(Dataset excerpts)
___
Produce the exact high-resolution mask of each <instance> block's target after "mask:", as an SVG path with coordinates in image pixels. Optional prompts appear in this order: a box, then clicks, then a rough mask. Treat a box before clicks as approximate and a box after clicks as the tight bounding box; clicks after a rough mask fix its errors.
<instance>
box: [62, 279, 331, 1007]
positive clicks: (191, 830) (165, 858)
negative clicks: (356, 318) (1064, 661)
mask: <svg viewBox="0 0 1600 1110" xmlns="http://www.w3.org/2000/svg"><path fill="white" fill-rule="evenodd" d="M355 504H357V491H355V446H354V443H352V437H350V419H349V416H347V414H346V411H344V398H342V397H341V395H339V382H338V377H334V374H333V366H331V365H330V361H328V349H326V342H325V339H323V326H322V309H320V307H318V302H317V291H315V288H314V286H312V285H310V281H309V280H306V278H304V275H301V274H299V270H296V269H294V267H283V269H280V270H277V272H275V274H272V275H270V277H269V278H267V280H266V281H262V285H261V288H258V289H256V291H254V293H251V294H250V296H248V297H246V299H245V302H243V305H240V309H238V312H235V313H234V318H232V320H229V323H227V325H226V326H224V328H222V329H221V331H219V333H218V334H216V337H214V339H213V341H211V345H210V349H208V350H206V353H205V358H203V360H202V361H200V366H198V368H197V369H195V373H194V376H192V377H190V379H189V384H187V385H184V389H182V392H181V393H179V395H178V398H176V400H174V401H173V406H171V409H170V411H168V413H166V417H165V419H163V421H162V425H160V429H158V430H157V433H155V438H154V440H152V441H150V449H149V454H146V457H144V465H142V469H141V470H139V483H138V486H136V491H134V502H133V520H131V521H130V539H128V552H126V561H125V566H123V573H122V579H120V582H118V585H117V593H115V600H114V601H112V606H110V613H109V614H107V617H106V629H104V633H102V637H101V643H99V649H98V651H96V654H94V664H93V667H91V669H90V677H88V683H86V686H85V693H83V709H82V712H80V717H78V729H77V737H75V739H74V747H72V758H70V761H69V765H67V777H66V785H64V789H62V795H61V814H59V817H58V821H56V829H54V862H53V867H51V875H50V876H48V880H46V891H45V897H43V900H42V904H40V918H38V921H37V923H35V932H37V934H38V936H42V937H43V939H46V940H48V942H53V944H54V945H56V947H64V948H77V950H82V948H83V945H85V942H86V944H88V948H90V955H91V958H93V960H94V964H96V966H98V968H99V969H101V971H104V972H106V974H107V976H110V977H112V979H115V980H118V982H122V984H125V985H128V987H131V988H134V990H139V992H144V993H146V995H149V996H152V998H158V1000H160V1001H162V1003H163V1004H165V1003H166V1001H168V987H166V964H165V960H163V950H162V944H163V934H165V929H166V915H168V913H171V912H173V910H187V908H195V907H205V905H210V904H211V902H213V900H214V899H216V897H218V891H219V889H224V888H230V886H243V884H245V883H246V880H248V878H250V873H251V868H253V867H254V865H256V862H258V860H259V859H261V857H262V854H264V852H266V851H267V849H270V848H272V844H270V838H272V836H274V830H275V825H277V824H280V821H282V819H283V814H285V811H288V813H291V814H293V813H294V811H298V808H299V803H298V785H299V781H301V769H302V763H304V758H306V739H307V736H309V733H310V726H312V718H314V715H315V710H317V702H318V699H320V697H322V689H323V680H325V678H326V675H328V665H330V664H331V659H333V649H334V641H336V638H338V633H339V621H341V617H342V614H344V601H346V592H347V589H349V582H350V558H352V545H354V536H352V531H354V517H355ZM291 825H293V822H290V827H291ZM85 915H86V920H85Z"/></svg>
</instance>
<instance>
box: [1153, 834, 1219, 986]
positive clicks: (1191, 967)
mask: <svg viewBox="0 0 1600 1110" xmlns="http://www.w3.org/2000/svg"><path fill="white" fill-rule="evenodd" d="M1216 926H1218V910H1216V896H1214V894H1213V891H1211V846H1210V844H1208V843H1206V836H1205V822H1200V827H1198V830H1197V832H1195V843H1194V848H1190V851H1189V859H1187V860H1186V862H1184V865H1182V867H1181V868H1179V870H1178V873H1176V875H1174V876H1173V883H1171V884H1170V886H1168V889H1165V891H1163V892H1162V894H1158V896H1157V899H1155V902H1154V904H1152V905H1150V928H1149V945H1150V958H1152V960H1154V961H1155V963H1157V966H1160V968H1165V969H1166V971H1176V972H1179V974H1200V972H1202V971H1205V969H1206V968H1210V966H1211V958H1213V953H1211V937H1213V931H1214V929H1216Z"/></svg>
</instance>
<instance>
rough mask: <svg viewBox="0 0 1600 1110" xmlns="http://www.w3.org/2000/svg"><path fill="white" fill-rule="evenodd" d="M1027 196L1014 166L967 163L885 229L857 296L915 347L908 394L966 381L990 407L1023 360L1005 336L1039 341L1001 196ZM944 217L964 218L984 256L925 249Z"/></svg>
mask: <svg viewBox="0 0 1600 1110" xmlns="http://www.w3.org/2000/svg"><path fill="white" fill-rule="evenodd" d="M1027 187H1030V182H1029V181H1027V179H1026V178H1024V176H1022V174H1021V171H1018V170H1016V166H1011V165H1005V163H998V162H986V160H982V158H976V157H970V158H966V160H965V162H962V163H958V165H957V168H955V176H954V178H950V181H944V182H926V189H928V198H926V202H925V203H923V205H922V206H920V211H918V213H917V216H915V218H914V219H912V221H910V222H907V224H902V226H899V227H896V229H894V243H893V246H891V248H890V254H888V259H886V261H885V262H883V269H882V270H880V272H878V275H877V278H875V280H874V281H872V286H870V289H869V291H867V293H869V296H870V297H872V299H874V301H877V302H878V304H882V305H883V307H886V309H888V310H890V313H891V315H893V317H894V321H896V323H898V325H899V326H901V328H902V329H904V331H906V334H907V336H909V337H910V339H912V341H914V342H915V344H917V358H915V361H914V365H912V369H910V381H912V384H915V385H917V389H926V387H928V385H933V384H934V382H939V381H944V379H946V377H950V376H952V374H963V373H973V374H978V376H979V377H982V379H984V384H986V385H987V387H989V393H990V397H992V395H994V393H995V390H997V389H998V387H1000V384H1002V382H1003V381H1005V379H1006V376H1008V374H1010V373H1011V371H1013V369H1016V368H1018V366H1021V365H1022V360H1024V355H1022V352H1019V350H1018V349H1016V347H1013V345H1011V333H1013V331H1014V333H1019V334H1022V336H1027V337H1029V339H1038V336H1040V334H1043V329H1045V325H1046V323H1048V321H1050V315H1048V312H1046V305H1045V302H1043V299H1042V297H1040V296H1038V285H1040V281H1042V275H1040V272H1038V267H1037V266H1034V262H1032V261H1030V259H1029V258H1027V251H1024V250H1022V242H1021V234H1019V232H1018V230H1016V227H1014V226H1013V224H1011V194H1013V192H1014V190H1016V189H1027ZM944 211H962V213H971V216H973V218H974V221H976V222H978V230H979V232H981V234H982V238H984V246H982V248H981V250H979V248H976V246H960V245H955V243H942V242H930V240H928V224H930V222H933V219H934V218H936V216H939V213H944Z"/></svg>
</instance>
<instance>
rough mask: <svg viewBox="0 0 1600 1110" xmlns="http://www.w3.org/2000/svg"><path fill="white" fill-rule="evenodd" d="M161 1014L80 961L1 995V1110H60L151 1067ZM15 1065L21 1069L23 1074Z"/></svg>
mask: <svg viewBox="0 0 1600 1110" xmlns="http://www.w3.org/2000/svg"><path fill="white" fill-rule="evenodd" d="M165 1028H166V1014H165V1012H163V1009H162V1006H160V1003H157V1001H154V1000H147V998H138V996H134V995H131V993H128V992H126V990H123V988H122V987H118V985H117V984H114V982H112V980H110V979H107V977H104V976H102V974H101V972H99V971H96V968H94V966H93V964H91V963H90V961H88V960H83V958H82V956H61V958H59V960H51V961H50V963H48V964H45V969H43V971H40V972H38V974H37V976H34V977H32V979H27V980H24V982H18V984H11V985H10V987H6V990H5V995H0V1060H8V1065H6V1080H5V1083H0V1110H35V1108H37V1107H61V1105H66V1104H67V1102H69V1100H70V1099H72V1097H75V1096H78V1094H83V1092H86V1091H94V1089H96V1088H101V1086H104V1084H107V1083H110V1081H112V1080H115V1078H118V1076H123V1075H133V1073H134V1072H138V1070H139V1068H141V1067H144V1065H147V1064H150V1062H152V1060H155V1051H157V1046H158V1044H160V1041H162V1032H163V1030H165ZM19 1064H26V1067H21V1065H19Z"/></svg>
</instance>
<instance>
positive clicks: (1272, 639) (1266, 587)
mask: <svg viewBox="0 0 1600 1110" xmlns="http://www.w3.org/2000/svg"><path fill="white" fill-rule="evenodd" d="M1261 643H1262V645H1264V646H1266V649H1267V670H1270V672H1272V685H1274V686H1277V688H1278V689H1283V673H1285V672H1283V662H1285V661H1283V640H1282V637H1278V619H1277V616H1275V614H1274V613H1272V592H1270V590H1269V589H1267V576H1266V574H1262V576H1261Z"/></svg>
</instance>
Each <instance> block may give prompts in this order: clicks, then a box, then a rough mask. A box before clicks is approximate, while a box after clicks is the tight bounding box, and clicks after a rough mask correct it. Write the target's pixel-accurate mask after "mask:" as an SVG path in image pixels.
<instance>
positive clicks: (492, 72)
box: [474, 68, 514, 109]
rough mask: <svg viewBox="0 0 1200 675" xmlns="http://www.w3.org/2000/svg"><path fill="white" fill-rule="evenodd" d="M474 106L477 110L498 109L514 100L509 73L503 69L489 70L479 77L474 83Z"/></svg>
___
What is being asked: Go through the entries above and copy every line containing "after".

Your solution:
Produce the exact high-resolution mask of each <instance> block's target after "mask:", as an SVG path with coordinates in image pixels. Optional prompts appear in this order: a box, then clicks, then a rough mask. Treat a box before clicks as approximate and a box after clicks as the tight bounding box; clicks after a rough mask fix its errors.
Each <instance> block may give prompts in this order: clicks, then a box, then a rough mask. A box before clicks is approximate, while a box after clicks is the tight bounding box, and clicks after a rough mask correct it. Write the target's pixel-accurate mask after "mask:" as an SVG path in image pixels.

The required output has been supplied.